> _GOALS_
A. From the varrank excerpt, extract the passage that begins with the words containing "nassCDS.varrank <- varrank(data.df" and ends with "notecex = 0.5)", copying it character for character.
B. Show every line of the records that contains the string "array", matching case exactly.

> _SOURCE EXCERPT_
++++++++++++++++++++
Exploratory data analysis:
Forward varrank analysis
airquality.varrank <- varrank(data.df = (data.frame(lapply(airquality[complete.cases(airquality), ], as.numeric))), method = "estevez", variable.important = "Ozone", discretization.method = "sturges", algorithm = "forward", scheme = "mid", verbose = FALSE)
airquality.varrank
#> [1] "Temp" "Wind" "Day" "Solar.R" "Month"
plot(airquality.varrank)
This is US data (1997-2002) from police-reported car crashes in which there was a harmful event (people or property) and from which at least one vehicle was towed. This dataset (Maindonald and Braun 2014) contains 15 variables with 26’217 observations. The varrank forward search is performed using “peng” model.
data(nassCDS)
nassCDS.varrank <- varrank(data.df = nassCDS, method = "peng", variable.important = "dead", discretization.method = "sturges", algorithm = "forward", scheme = "mid", verbose = FALSE)
nassCDS.varrank
#> [1] "injSeverity" "frontal" "ageOFocc" "yearacc" "dvcat"
#> [6] "occRole" "weight" "seatbelt" "sex" "airbag"
#> [11] "deploy" "yearVeh" "abcat" "caseid"
plot(nassCDS.varrank, notecex = 0.5)
++++++++++++++++++++
> _DATA FOR THIS TASK_

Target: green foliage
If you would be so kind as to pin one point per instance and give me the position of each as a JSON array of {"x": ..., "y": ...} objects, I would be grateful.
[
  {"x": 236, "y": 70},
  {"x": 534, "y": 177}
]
++++++++++++++++++++
> _THE SOLUTIONS_
A.
nassCDS.varrank <- varrank(data.df = nassCDS, method = "peng", variable.important = "dead", discretization.method = "sturges", algorithm = "forward", scheme = "mid", verbose = FALSE)
nassCDS.varrank
#> [1] "injSeverity" "frontal" "ageOFocc" "yearacc" "dvcat"
#> [6] "occRole" "weight" "seatbelt" "sex" "airbag"
#> [11] "deploy" "yearVeh" "abcat" "caseid"
plot(nassCDS.varrank, notecex = 0.5)

B.
If you would be so kind as to pin one point per instance and give me the position of each as a JSON array of {"x": ..., "y": ...} objects, I would be grateful.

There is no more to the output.